### TASK PROMPT:
Quote the whole listing verbatim.

### PROVIDED RECORDS:
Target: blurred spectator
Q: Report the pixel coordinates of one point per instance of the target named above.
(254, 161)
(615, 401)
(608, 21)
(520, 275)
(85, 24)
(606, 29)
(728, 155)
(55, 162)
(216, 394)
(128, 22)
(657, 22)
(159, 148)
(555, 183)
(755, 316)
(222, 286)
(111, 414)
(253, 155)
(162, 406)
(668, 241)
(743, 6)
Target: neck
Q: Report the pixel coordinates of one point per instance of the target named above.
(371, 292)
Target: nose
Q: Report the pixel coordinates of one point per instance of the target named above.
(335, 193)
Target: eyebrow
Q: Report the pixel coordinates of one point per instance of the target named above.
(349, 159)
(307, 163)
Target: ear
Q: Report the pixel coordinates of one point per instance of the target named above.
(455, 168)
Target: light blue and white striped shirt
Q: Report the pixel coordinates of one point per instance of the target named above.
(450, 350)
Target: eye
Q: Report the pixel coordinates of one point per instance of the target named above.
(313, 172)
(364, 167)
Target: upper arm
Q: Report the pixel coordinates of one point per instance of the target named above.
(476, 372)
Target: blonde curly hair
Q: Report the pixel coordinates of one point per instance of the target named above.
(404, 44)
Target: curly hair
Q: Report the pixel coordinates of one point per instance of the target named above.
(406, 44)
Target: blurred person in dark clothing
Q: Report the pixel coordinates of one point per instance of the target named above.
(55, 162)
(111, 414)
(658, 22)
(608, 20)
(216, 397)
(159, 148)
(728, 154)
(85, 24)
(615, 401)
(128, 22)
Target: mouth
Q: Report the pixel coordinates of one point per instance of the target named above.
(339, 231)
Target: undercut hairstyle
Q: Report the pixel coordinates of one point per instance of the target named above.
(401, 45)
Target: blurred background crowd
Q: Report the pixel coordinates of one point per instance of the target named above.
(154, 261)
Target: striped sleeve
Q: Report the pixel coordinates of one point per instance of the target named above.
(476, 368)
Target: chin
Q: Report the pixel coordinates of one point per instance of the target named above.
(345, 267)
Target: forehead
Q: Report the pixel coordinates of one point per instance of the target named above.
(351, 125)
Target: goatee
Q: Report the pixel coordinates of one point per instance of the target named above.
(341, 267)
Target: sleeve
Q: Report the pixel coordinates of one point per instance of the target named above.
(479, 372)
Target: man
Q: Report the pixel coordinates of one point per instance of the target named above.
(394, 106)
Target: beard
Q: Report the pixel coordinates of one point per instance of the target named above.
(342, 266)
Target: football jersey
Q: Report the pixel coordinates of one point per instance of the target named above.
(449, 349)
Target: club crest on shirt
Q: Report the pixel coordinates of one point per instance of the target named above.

### RESULT:
Target: blurred spectator
Q: Report the pixel coordinates of one point per instance of the target named above.
(254, 161)
(615, 401)
(608, 21)
(520, 275)
(85, 24)
(606, 29)
(728, 155)
(55, 162)
(216, 394)
(128, 22)
(657, 22)
(159, 148)
(555, 183)
(755, 316)
(222, 286)
(111, 414)
(253, 155)
(162, 406)
(668, 241)
(743, 6)
Target: neck
Q: Report the pixel coordinates of one point per instance of the target named above.
(371, 292)
Target: nose
Q: Report the pixel coordinates of one point per instance of the target named above.
(335, 193)
Target: eyebrow
Q: Report the pixel coordinates of one point per instance of the target named above.
(349, 159)
(307, 163)
Target: ear
Q: Report the pixel coordinates of one point per instance of the target named above.
(455, 168)
Target: light blue and white striped shirt
Q: Report the pixel coordinates of one point per instance of the target named above.
(450, 350)
Target: eye
Q: Report the pixel coordinates of one point per instance of the target named above.
(313, 172)
(364, 167)
Target: upper arm
Q: Report the pixel coordinates of one point per instance of the target named above.
(476, 372)
Target: blonde curly hair
Q: Report the pixel coordinates of one point per instance of the target named above.
(404, 44)
Target: curly hair
Q: Report the pixel coordinates of one point per instance of the target named above.
(406, 44)
Target: blurred person in dark clothing
Q: Report the pixel coordinates of one point per instance of the target named above.
(55, 162)
(111, 414)
(658, 22)
(608, 20)
(216, 397)
(159, 148)
(728, 154)
(85, 24)
(615, 401)
(128, 22)
Target: mouth
Q: Report the pixel coordinates of one point per instance of the target named above.
(339, 231)
Target: undercut hairstyle
Q: Report the pixel coordinates of one point per instance of the target named above.
(401, 45)
Target: blurred background crowd
Q: Report the pixel coordinates of one point per instance of the target named above.
(154, 261)
Target: striped sleeve
Q: Report the pixel coordinates of one point per instance of the target named above.
(476, 368)
Target: chin
Q: Report the pixel coordinates of one point per instance of the target named above.
(345, 267)
Target: forehead
Q: Report the pixel coordinates of one point per instance of the target named above.
(351, 125)
Target: goatee
Q: Report the pixel coordinates of one point per instance of the target named above.
(341, 267)
Target: sleeve
Q: Report the pixel coordinates of one point per instance of the target named above.
(479, 372)
Target: man
Q: Report the pixel coordinates of one point per instance of the target named above.
(394, 106)
Target: beard
Q: Report the pixel coordinates of one point per instance of the target named above.
(342, 266)
Target: football jersey
Q: Report the pixel coordinates of one point per instance of the target named above.
(449, 349)
Target: club crest on shirt
Q: Report the pixel coordinates of one point per instance of the target named above.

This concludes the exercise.